**What you are asked to do:**
Exact copy, no pictures: return all the records as they stand.

**Given records:**
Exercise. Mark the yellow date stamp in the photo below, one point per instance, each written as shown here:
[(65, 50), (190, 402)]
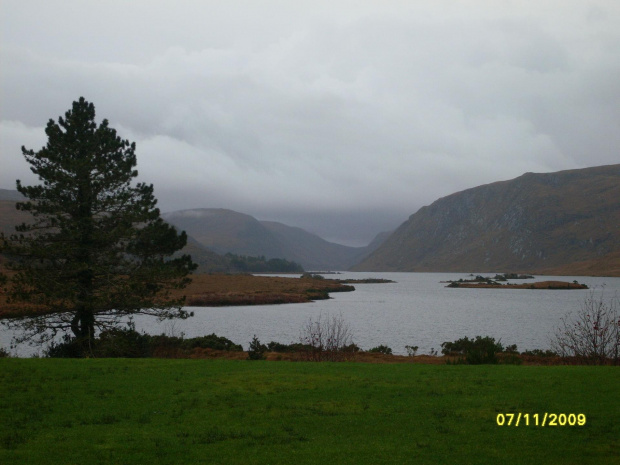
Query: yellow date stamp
[(540, 419)]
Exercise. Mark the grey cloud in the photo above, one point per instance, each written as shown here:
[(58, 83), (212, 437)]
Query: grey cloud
[(322, 106)]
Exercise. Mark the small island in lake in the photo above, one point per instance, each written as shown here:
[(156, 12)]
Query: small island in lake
[(537, 285)]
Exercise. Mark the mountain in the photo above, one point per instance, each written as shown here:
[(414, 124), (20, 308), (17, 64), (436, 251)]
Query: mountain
[(214, 232), (228, 231), (552, 222)]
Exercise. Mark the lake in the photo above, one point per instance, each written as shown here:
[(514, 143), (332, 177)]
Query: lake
[(417, 310)]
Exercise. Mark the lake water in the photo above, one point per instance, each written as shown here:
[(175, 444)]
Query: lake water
[(417, 310)]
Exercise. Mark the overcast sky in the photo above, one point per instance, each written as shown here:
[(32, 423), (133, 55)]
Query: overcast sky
[(339, 117)]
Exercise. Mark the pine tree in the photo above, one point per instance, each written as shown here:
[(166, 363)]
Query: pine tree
[(97, 250)]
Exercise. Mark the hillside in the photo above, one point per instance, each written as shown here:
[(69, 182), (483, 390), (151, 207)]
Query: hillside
[(228, 231), (564, 222)]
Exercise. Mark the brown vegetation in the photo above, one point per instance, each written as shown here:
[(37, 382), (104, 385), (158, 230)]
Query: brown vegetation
[(214, 290)]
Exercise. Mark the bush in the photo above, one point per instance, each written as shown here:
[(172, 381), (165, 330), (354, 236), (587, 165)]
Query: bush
[(284, 348), (211, 342), (540, 353), (128, 343), (481, 350), (256, 350), (326, 339), (381, 350), (411, 350), (593, 334)]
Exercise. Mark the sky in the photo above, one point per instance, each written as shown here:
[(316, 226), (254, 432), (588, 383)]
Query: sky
[(340, 117)]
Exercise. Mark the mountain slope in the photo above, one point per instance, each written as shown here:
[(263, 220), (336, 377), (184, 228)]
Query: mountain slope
[(533, 222), (228, 231)]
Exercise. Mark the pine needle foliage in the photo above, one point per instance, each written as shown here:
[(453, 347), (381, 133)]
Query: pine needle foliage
[(96, 250)]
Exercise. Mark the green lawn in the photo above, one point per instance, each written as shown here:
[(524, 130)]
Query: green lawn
[(150, 411)]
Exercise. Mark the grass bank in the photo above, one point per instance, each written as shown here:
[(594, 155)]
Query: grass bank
[(240, 412)]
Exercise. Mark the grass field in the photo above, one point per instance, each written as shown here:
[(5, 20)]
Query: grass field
[(60, 411)]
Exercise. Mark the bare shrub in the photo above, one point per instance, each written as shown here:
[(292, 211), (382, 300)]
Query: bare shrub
[(593, 334), (328, 338)]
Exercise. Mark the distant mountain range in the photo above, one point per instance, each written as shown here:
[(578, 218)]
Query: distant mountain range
[(214, 232), (225, 231), (565, 222)]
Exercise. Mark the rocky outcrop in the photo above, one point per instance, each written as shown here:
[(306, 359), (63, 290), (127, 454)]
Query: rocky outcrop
[(535, 221)]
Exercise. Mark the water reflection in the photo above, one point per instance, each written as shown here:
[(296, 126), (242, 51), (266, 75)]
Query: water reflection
[(416, 310)]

**Written answer:**
Exercise. Mark the yellow date stamp in the photo below, one point per instance, each written as shown here:
[(65, 50), (190, 402)]
Query: yellow date stamp
[(540, 419)]
Exercise. Mark the grey cloud in the photo above, one point per instance, each written as shown here:
[(58, 83), (212, 437)]
Query: grey cloud
[(322, 106)]
Exercise. Mark the small island in lake in the photo above, one point per instance, each written as shown here:
[(156, 12)]
Query: small island in lake
[(537, 285)]
Exercise. Mark the mountain in the photo above, one point per instance, each written as shown here:
[(414, 124), (20, 308), (17, 64), (436, 251)]
Query: mountain
[(214, 232), (228, 231), (552, 222)]
Exercise. Mark the lake in the photo above, one point per instance, each written as shown here:
[(514, 143), (332, 177)]
Query: lake
[(417, 310)]
Exercise. Mark the lake water in the photo above, one point per instance, each written as shown here:
[(175, 444)]
Query: lake water
[(417, 310)]
Exercise. Mark the overcast sky in the photo above, one point per instance, each written as shown here:
[(32, 423), (133, 55)]
Query: overcast sky
[(339, 117)]
Exercise. Mark the pine tree in the photo above, one point per instance, each written as shown here:
[(166, 363)]
Query: pine tree
[(97, 250)]
Exercise. Mark the hillside in the photo above, one point per instance, each written as shown here:
[(69, 182), (483, 390), (151, 207)]
Query: hillside
[(228, 231), (564, 222)]
Exercise. Mark the brown vegetation in the photo above, one point per instance, each written as shown here:
[(37, 382), (104, 385), (158, 230)]
Query: brown vegetation
[(214, 290)]
Exercise. Mark the bush in the photo above, one point per instance, each written as shown here:
[(172, 381), (165, 330), (354, 236), (587, 165)]
Query: bush
[(284, 348), (211, 342), (540, 353), (128, 343), (481, 350), (256, 350), (326, 339), (381, 350), (411, 350), (593, 334)]
Exercise. Mark the sky in the photo above, one point per instance, each written as shown here:
[(316, 226), (254, 432), (588, 383)]
Query: sky
[(340, 117)]
Exercise. Mark the mountain slope in the photo above, one point per instance, each written as shown here:
[(263, 220), (336, 377), (184, 228)]
Query: mountain slope
[(533, 222), (228, 231)]
Exercise. Mark the pine needle foliage in the photo above, one point per instance, each written as shown here:
[(453, 347), (381, 133)]
Query: pine needle foliage
[(96, 250)]
Exercise. Mark the green lawn in the photo above, one point per instance, each written as shown here:
[(524, 130)]
Query: green lawn
[(150, 411)]
Exercise. Mark the grass bank in the photo above, one point per instance, each written as shown here:
[(594, 155)]
Query: grass bank
[(240, 412)]
Exercise. Mark the grass field in the photo above, one point per instance, each written as shown here:
[(5, 20)]
Query: grass field
[(60, 411)]
Exercise. Mark the bare shrub in the photo above, one point per instance, each written as shown here:
[(292, 211), (382, 300)]
Query: bare shrub
[(593, 334), (328, 338)]
Exercise. Mark the distant mountain range in the photo above, one point per instance, each written as shown here:
[(578, 218)]
Query: distant mountain range
[(214, 232), (225, 231), (565, 222)]
Exercise. Mark the rocky outcrop in the photo above, one point per instance, each written as shown here:
[(306, 359), (63, 290), (127, 454)]
Query: rocky outcrop
[(535, 221)]
Exercise. Mark the water reflection in the photo above, one point per instance, each written as shown here:
[(296, 126), (242, 51), (266, 75)]
Query: water reflection
[(416, 310)]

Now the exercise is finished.